| To be done |
Please select every line of the material below that contains the word "reflection" and copy those lines out.

Records from a dataset
•••••

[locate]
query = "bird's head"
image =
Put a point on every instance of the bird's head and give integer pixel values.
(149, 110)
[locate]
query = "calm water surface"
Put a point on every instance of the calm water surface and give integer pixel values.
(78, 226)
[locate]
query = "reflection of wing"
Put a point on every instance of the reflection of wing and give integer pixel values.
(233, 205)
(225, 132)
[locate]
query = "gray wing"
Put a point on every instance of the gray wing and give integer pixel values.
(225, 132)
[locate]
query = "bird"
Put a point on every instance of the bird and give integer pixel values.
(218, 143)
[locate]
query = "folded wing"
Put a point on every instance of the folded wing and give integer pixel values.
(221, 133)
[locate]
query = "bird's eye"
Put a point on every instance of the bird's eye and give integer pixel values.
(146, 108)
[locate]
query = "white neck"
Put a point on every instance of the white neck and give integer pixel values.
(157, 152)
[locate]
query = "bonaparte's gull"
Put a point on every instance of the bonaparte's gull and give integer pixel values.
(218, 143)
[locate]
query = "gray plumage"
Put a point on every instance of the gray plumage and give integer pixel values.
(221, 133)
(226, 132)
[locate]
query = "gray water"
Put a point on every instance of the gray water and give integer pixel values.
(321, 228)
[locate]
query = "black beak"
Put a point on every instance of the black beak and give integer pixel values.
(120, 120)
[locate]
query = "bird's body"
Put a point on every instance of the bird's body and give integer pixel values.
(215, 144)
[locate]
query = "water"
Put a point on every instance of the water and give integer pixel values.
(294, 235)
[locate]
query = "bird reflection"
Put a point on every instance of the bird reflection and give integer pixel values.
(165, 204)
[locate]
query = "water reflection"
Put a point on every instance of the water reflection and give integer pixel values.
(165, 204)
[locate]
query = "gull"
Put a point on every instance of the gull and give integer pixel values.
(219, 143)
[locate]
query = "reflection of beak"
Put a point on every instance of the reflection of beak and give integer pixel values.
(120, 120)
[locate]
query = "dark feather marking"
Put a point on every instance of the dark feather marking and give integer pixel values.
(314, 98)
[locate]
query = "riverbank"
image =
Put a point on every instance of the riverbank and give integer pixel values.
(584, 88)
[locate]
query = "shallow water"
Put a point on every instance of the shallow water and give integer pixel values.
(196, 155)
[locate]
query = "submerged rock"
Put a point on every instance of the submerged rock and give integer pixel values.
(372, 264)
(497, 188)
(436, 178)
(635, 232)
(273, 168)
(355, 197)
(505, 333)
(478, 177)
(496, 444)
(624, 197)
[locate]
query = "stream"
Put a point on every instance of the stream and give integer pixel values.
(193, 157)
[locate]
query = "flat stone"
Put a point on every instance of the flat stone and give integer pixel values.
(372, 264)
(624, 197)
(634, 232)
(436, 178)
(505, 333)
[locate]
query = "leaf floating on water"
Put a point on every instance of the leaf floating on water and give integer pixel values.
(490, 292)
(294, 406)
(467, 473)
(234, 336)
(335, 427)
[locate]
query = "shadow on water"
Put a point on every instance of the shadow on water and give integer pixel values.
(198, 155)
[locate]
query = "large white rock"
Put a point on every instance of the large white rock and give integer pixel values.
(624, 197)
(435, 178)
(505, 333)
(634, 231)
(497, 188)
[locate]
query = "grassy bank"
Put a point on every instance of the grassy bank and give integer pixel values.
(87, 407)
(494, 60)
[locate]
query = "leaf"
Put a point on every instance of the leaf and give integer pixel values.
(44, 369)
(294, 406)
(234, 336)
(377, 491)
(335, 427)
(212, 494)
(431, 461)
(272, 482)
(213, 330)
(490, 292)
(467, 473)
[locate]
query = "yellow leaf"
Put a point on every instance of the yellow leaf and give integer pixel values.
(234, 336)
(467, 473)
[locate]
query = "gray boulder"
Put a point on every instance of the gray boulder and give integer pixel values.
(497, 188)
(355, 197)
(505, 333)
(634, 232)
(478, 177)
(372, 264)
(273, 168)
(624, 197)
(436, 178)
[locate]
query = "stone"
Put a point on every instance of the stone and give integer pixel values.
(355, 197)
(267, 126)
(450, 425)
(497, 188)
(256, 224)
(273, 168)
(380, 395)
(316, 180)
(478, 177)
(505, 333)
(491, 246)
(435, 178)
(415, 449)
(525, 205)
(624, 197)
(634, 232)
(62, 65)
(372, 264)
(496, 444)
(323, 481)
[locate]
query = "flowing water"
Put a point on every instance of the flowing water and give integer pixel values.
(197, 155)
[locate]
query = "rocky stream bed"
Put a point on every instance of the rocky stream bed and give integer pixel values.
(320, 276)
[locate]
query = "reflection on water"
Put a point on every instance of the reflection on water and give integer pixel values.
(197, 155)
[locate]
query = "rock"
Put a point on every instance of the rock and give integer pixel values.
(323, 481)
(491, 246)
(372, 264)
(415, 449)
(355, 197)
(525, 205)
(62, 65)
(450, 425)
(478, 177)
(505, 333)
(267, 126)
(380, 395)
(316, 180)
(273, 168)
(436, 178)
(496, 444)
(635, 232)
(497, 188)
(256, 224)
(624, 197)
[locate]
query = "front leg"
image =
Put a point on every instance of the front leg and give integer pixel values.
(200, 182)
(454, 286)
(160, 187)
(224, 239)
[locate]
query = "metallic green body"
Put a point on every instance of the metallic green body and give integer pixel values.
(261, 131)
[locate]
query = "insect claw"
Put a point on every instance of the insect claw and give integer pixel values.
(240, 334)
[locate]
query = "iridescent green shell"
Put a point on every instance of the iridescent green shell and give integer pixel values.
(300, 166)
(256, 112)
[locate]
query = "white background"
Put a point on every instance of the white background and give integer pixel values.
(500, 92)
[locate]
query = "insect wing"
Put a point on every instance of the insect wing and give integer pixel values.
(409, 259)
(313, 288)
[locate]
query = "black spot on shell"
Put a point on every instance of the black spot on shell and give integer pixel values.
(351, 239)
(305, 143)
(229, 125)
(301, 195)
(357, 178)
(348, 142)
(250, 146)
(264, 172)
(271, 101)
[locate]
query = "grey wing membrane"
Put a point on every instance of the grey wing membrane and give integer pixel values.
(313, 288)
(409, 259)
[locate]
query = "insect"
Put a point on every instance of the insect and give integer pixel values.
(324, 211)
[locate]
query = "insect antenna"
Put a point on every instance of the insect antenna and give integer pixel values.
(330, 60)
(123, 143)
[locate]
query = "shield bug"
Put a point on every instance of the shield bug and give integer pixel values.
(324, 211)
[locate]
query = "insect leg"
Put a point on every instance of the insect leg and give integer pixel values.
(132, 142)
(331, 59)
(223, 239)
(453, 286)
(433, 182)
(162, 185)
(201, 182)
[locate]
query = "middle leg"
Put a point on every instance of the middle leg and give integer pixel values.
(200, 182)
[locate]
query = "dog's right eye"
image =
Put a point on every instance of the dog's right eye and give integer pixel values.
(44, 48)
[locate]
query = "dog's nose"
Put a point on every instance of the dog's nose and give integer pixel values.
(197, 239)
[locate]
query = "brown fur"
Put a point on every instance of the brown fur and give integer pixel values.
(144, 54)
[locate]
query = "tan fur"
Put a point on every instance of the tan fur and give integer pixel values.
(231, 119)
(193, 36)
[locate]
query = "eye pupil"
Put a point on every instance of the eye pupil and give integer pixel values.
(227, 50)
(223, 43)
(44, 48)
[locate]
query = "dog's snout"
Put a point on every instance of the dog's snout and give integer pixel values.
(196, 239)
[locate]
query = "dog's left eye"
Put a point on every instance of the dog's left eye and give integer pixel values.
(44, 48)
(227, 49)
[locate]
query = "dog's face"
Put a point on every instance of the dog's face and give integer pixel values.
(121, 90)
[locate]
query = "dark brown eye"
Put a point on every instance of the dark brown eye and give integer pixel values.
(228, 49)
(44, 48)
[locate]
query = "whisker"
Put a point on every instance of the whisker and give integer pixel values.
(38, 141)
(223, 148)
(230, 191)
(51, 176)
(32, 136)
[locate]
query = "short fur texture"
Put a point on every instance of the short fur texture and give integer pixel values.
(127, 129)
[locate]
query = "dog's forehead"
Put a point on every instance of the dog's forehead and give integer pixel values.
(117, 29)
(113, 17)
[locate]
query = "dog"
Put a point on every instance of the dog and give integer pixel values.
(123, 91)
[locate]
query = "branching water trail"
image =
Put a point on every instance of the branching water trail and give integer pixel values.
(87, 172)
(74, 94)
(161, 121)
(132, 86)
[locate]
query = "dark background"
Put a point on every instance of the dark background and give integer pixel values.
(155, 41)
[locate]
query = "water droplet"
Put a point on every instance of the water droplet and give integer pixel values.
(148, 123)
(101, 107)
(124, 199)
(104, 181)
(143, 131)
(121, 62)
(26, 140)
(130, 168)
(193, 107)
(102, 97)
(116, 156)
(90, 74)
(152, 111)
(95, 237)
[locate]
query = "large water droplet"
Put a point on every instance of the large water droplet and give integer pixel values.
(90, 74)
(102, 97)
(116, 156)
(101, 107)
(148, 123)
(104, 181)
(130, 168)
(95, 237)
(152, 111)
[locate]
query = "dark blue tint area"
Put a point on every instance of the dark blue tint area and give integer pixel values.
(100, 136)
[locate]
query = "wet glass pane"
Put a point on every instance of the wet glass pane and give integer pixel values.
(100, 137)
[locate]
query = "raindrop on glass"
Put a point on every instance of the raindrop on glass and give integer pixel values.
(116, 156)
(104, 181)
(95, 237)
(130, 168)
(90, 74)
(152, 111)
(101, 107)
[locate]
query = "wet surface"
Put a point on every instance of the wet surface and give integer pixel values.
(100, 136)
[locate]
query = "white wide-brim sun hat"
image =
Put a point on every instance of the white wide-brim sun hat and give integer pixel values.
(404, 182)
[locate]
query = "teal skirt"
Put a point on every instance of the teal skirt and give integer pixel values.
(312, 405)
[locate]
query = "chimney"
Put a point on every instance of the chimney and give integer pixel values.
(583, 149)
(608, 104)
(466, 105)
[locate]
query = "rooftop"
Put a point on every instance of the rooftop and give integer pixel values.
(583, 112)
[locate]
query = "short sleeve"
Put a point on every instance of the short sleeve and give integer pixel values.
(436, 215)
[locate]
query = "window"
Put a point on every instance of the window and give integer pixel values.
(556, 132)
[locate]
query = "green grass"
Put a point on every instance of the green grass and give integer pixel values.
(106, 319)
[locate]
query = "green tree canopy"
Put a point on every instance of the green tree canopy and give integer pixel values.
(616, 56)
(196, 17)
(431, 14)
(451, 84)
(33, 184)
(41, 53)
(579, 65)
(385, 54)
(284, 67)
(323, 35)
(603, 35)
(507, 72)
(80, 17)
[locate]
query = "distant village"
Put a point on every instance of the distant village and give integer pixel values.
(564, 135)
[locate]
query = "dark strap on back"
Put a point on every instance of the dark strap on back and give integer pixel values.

•••••

| Result |
query = "reflection of wing"
Put a point on every instance of the reflection of wing and give integer pixel values.
query = "bird reflection"
Put a point on every instance of the bird reflection and give integer pixel values.
query = "water reflection"
Put a point on every instance of the water reflection and give integer pixel values.
query = "reflection of beak"
Put a point on every instance of the reflection of beak and give integer pixel values.
query = "reflection on water"
Put a point on every instance of the reflection on water and give integer pixel values.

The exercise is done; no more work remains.